* _Instructions to follow_: Repeat each record exactly as written, and drop any images.

Data for analysis START

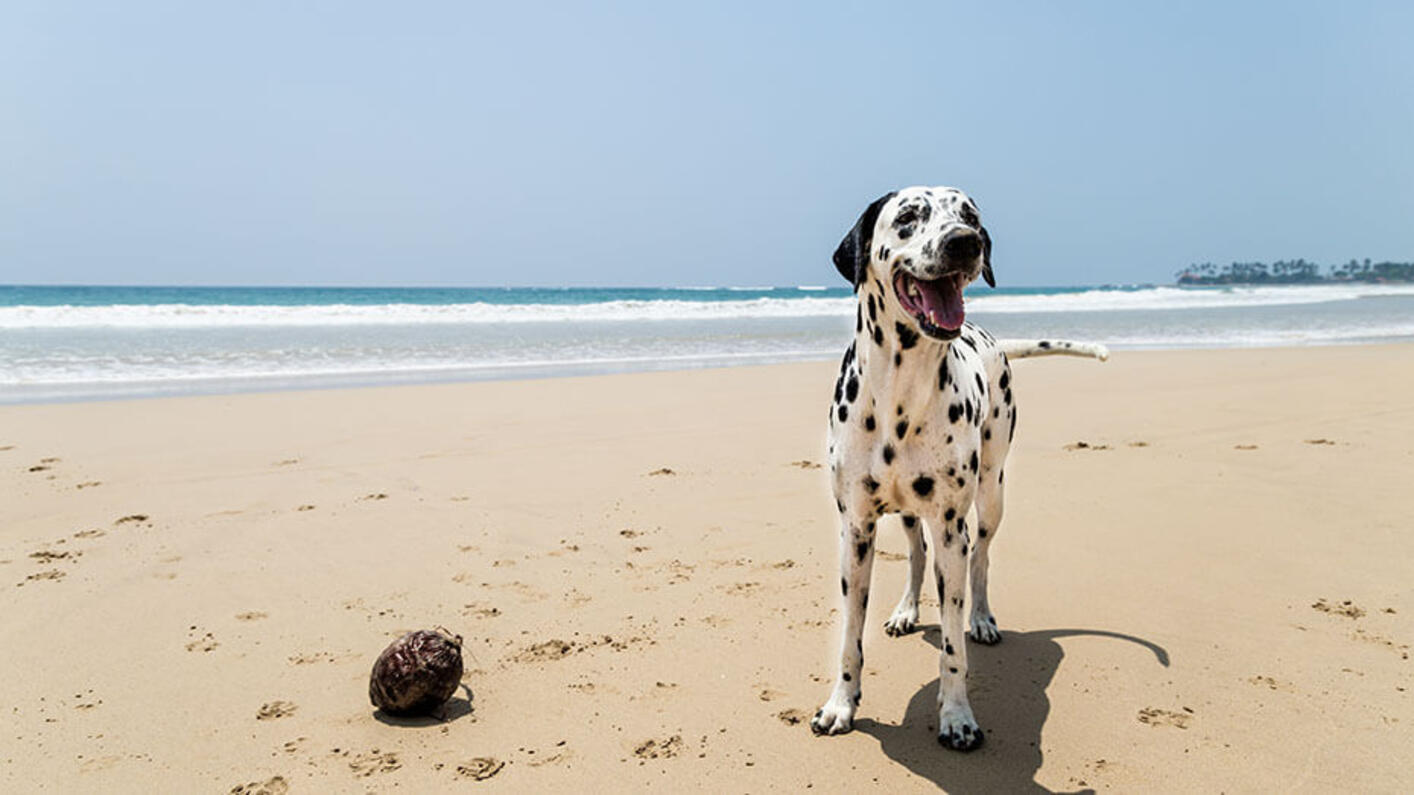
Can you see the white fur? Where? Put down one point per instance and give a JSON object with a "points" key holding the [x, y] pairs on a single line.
{"points": [[921, 429]]}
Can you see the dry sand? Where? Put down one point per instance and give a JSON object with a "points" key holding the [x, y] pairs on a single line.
{"points": [[1215, 593]]}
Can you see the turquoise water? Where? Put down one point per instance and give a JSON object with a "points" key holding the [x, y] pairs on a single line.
{"points": [[91, 343]]}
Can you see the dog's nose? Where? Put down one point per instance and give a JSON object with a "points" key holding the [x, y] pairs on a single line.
{"points": [[962, 245]]}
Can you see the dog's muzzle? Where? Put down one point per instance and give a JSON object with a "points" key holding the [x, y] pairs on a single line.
{"points": [[936, 304]]}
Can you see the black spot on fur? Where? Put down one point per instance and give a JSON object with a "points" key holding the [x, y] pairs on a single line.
{"points": [[907, 337]]}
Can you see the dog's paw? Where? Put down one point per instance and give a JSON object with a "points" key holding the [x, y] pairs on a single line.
{"points": [[957, 730], [984, 630], [902, 621], [834, 717]]}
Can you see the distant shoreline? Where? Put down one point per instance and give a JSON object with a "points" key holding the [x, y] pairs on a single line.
{"points": [[1295, 272]]}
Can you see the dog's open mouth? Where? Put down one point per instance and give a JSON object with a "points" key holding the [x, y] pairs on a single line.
{"points": [[936, 304]]}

Data for analysis END

* _Completed task_:
Can you see the white fur? Where? Put down one point per instance and give a JSON object with a "points" key holding the [x, y] pairs on a single line.
{"points": [[921, 429]]}
Can you see the dry sand? Where? Put down one point per instance and give a JSON object with a "points" key holding the [x, y] pairs on a single line.
{"points": [[1215, 593]]}
Can you see the turquoise water? Where? Put down one point per instance and give a JSON object with a "points" key holding the [x, y] pairs on a single line.
{"points": [[91, 343]]}
Can you see the dog's nose? Where? Put down one point per instance and give a JSON object with a "points" key holding the [x, y] pairs on a single line.
{"points": [[962, 245]]}
Can you see the dog's muzzle? Where? Put down one point per instance and give a JSON object with a "points" key holding the [x, y] pairs on a single line.
{"points": [[936, 304]]}
Can you see the black spot on fur? Where? Put down one point per instance and give a JSON object with a "points" key holding the [x, y] pairs on a single line.
{"points": [[907, 337]]}
Can you see the dog's paw? Where? Put down one point per instance and give a JSON object with a "points" key holding the [x, y] pairs on a single line.
{"points": [[957, 730], [984, 630], [902, 621], [834, 717]]}
Can you see the distant shoreline? Where? Put down one point per instance and give a JSON object with a "points" key holding the [x, y] pairs on a single line.
{"points": [[1295, 272]]}
Can you see the dog's open mouth? Where? Put down one point per instance and give a JSON object with a "points" key holding the [x, y] pairs on a single line.
{"points": [[936, 304]]}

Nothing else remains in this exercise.